▶ **PASAJE**
El venezolano Henrique Capriles recoge la mayoritaria propensión nacional al centro izquierda que la discordia y la polarización política, azuzadas por Chávez, parecieron haber sofocado para siempre
Ibsen Martínez
ElUniversal
¿Quién es el otro candidato en las elecciones venezolanas?
La respuesta corta la da Chávez: “Henrique Capriles Radonski es el candidato de la burguesía, de los yanquis y la derecha”. Opino que hará mal quien se conforme con esa parvedad. Hay respuestas más largas.
Al discurrir sobre nuestra América, a muchos analistas extranjeros les da por pensar que si el hombre es “carismático” —aunque sólo sea un espadón vociferante, tiránico e inepto—, habla “en nombre de los pobres” y llena de dicterios al imperialismo yanqui, entonces el tipo es de izquierdas y, sin más, el bueno de la película. A Capriles Radonski le pasa lo que a José Carreras en el chiste de Jerry Seinfeld sobre los tres tenores: es el otro tipo. Y supuesto que Chávez es la izquierda, entonces el otro tipo debe ser la derecha.

▶ **EXTRACTO DE DATOS**
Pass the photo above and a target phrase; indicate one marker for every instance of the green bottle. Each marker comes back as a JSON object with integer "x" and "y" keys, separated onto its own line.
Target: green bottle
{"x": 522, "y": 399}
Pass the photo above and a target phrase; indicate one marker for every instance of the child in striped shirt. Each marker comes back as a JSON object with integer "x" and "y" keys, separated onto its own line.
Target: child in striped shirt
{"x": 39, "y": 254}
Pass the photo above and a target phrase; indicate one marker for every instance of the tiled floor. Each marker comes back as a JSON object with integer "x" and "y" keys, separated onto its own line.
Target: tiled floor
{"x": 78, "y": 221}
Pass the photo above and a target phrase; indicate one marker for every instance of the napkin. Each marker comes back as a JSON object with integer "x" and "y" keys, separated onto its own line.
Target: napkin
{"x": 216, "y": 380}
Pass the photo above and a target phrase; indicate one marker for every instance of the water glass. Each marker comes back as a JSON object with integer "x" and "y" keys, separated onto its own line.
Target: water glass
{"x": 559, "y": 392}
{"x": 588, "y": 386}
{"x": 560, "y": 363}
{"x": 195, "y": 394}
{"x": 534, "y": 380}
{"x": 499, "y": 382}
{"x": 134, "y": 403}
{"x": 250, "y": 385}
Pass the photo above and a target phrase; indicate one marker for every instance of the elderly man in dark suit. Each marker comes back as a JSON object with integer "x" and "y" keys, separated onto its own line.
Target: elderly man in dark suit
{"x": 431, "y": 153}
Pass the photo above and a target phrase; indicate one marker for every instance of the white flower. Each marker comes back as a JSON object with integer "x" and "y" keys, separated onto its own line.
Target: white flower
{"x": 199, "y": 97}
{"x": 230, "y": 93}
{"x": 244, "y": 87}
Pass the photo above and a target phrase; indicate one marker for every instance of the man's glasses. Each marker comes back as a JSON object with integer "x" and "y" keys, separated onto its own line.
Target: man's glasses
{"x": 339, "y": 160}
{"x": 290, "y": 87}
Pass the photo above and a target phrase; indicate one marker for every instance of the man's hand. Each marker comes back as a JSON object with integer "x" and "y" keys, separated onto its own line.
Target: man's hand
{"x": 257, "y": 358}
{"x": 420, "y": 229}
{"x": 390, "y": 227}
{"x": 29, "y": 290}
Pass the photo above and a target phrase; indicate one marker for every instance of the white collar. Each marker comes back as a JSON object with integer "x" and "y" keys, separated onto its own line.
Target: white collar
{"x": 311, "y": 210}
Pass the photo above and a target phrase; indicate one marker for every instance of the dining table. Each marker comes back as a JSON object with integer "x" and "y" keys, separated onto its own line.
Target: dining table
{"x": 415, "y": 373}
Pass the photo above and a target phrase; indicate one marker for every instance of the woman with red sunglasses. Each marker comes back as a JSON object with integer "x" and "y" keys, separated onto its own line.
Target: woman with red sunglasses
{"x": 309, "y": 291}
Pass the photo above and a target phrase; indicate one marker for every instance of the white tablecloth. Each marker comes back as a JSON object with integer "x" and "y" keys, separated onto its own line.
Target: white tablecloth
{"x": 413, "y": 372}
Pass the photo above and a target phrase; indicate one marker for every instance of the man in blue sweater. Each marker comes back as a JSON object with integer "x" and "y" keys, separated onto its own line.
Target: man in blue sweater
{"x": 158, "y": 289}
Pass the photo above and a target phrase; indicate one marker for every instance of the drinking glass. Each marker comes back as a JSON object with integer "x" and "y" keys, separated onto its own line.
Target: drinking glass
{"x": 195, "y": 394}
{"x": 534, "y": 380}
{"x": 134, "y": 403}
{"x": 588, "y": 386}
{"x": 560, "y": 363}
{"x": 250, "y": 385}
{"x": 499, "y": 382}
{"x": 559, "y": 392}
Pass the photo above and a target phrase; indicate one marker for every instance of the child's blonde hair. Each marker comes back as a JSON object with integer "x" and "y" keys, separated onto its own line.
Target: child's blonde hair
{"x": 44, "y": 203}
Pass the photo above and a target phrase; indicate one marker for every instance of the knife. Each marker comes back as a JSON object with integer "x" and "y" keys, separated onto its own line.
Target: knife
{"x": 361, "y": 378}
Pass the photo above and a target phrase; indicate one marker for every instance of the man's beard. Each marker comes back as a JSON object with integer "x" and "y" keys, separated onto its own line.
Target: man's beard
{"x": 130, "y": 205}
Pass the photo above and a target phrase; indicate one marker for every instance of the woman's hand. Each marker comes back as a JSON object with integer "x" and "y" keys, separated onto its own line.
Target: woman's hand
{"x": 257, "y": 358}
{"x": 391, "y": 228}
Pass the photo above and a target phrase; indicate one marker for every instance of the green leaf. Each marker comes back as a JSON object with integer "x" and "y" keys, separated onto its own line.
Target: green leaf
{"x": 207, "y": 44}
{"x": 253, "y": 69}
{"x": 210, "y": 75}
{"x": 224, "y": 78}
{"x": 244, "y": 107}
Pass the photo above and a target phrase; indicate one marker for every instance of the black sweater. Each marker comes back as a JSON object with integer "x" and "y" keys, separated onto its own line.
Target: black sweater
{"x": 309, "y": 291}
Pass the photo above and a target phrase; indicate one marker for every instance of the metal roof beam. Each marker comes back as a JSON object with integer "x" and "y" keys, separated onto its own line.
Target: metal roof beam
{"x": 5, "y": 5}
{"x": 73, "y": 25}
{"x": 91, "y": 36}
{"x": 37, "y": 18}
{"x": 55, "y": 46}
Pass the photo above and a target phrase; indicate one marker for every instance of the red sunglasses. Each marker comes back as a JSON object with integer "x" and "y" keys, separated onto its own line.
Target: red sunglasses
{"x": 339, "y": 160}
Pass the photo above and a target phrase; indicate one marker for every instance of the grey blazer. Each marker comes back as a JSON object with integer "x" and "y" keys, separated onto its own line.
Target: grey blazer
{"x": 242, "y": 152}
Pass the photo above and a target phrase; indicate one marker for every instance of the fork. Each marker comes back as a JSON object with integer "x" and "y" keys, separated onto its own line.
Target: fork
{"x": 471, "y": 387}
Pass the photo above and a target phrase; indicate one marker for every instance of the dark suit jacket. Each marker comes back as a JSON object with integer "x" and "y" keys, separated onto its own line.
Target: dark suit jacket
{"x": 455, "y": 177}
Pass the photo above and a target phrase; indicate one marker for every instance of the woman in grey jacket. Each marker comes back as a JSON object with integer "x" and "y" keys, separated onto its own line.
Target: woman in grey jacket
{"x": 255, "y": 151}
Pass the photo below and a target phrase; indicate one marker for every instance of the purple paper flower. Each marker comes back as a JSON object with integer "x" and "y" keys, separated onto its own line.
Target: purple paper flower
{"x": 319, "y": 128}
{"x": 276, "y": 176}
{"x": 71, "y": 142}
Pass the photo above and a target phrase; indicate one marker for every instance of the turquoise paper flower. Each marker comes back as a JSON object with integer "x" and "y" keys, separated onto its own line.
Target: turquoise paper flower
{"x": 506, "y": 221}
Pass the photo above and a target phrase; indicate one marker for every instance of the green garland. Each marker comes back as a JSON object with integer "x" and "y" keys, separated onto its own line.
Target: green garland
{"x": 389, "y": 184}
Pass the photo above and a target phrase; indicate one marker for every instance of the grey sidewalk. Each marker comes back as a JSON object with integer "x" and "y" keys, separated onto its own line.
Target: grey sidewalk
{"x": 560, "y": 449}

▶ **QUÉ SE PIDE**
Copia del texto sobre Henrique Capriles el fragmento que va de "La respuesta corta" a "respuestas más largas.", ambos incluidos.

▶ **RESPUESTA AL EJERCICIO**
La respuesta corta la da Chávez: “Henrique Capriles Radonski es el candidato de la burguesía, de los yanquis y la derecha”. Opino que hará mal quien se conforme con esa parvedad. Hay respuestas más largas.